***** AVAILABLE DATA

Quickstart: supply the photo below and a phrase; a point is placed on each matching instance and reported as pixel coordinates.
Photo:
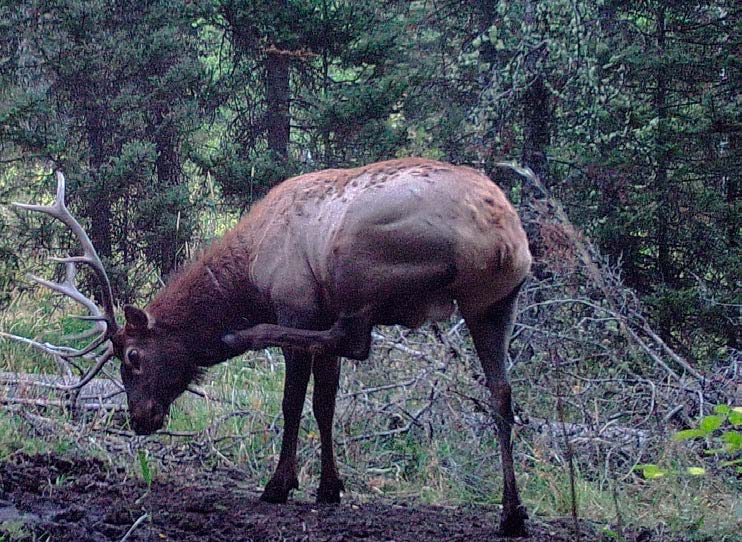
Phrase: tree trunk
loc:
(167, 166)
(661, 179)
(277, 96)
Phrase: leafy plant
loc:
(145, 467)
(720, 430)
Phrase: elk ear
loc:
(137, 319)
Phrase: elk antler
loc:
(106, 324)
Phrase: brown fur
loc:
(313, 266)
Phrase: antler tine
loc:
(59, 211)
(65, 353)
(87, 377)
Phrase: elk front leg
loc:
(298, 368)
(350, 337)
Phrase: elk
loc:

**********

### OBJECTIVE
Arrange the lines above as a Markdown table, from the line holding "Phrase: elk ear" through the end of the rows, inclusive, with columns named Number and Text. Leave out blank lines.

### EXERCISE SOLUTION
| Number | Text |
|---|---|
| 1 | Phrase: elk ear |
| 2 | loc: |
| 3 | (137, 319) |
| 4 | Phrase: elk antler |
| 5 | loc: |
| 6 | (106, 324) |
| 7 | Phrase: brown fur |
| 8 | loc: |
| 9 | (313, 266) |
| 10 | Phrase: antler tine |
| 11 | loc: |
| 12 | (59, 211) |
| 13 | (65, 353) |
| 14 | (87, 377) |
| 15 | Phrase: elk front leg |
| 16 | loc: |
| 17 | (298, 368) |
| 18 | (350, 337) |
| 19 | Phrase: elk |
| 20 | loc: |